> _ASSIGNED TASK_:
The data below must be copied in full and without any change.

> _DATASET EXTRACT_:
-*-

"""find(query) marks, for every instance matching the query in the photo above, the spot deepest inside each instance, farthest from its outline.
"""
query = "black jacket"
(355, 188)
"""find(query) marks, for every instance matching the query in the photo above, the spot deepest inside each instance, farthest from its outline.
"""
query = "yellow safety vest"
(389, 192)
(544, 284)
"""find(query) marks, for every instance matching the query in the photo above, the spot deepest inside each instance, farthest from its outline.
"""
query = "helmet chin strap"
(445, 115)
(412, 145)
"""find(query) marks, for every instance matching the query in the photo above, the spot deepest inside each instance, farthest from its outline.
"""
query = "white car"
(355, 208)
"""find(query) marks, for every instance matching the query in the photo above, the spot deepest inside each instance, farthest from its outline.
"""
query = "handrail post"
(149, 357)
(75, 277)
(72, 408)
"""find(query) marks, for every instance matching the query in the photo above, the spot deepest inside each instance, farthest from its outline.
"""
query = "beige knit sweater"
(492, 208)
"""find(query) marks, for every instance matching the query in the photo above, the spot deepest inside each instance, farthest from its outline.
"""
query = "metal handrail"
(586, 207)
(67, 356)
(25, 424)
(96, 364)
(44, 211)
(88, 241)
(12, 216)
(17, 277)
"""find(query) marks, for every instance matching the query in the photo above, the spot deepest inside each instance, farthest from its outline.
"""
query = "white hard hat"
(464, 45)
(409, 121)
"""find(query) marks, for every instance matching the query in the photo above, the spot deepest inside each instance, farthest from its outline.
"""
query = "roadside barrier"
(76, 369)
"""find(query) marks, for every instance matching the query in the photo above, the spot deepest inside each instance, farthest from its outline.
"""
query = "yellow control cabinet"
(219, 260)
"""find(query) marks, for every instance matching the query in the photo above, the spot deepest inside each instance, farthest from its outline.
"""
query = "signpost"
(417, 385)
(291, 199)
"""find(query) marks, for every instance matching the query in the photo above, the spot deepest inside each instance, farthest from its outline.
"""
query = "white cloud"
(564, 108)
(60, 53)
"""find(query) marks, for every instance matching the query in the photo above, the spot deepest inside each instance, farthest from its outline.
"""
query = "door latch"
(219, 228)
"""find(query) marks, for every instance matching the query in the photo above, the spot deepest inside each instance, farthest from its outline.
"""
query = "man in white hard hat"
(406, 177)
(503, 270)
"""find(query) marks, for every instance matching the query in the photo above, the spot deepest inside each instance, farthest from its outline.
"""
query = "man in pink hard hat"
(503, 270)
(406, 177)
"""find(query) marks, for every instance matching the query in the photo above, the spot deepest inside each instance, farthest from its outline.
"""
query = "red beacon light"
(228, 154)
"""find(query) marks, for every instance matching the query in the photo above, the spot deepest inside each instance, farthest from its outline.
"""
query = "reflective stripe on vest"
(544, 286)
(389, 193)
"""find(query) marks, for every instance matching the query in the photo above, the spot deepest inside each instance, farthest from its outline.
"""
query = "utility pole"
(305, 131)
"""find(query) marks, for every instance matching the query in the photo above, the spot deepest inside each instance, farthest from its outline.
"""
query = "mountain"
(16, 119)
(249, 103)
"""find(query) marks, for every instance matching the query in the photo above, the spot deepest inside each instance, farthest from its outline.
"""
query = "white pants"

-*-

> _SOLUTION TO THIS TASK_:
"""find(query) marks, for every instance matching the query in the photo above, the spot deepest inside each instance, farthest from its outline.
"""
query = "black jacket"
(355, 188)
"""find(query) marks, for every instance matching the query in the photo above, the spot deepest inside each instance, farthest from its outline.
"""
query = "yellow safety vest"
(389, 192)
(544, 284)
"""find(query) marks, for every instance matching the query in the photo above, the spot deepest inside each instance, farthest from its outline.
"""
query = "helmet chin strap"
(445, 115)
(412, 145)
"""find(query) marks, for every instance matching the query in the photo above, the spot deepest inside each instance, farthest from its outline.
"""
query = "white car"
(355, 208)
"""find(query) marks, for every instance matching the query in the photo above, the spot deepest inside each instance, farthest from its outline.
"""
query = "handrail post"
(149, 357)
(75, 277)
(72, 408)
"""find(query) marks, for every instance matching the query in the photo above, the spot deepest inside each instance, farthest from its outline.
"""
query = "beige knit sweater"
(492, 208)
"""find(query) marks, for every instance matching the query in the photo above, the spot deepest inside each instance, farthest from its outline.
"""
query = "metal handrail"
(586, 207)
(67, 356)
(25, 424)
(96, 364)
(44, 211)
(88, 241)
(12, 216)
(17, 277)
"""find(query) marks, for every instance matching the query in the photo above, the spot deepest inside each instance, farthest from its outline.
"""
query = "white hard hat"
(464, 45)
(409, 121)
"""find(query) marks, for every instance matching the query in the photo above, the spot deepest inside each instance, farthest from its outline.
"""
query = "roadside barrier"
(76, 369)
"""find(query) marks, for every instance matching the query in the photo above, the spot deepest inside each instance, farthest from its outline.
"""
query = "yellow control cabinet"
(219, 260)
"""find(query) marks, for every instance matching the query in the photo above, the spot deepest inside each instance, farthest from its outline.
"""
query = "signpost"
(417, 385)
(291, 199)
"""find(query) marks, for every instance matching the query in the photo above, the spot deepest inside each instance, farthest from its outline.
"""
query = "white cloud"
(564, 108)
(60, 53)
"""find(query) marks, for every instance matching the query in the photo above, the spot deepest inside each instance, farthest from its outline.
"""
query = "door latch"
(219, 228)
"""find(query) marks, for every instance matching the query in the photo above, the spot deepest inside each instance, farthest from its outline.
"""
query = "man in white hard hat"
(406, 177)
(503, 270)
"""find(query) marks, for every instance matching the query in the photo above, the spot deepest inside each instance, farthest from its outline.
"""
query = "man in pink hard hat"
(503, 270)
(406, 177)
"""find(query) marks, for every instance matching the query in the photo above, the spot deepest inside each instance, farthest from its outline.
"""
query = "red beacon light"
(228, 154)
"""find(query) marks, for every instance matching the query in the photo above, the spot deepest inside each instance, farthest from its outline.
"""
query = "reflective stripe on vest"
(544, 286)
(389, 193)
"""find(query) marks, for every instance matching the query in the photo above, the spot deepest inside each instance, farthest from its outline.
"""
query = "utility pole"
(305, 131)
"""find(query) marks, for every instance matching the query in the photo above, the spot deepest inside each instance, farthest from its outline.
"""
query = "mountain"
(16, 119)
(249, 103)
"""find(query) marks, for every instance matching the query in the photo above, the spot deepest inside each instance, farthest from its outline.
"""
query = "white pants"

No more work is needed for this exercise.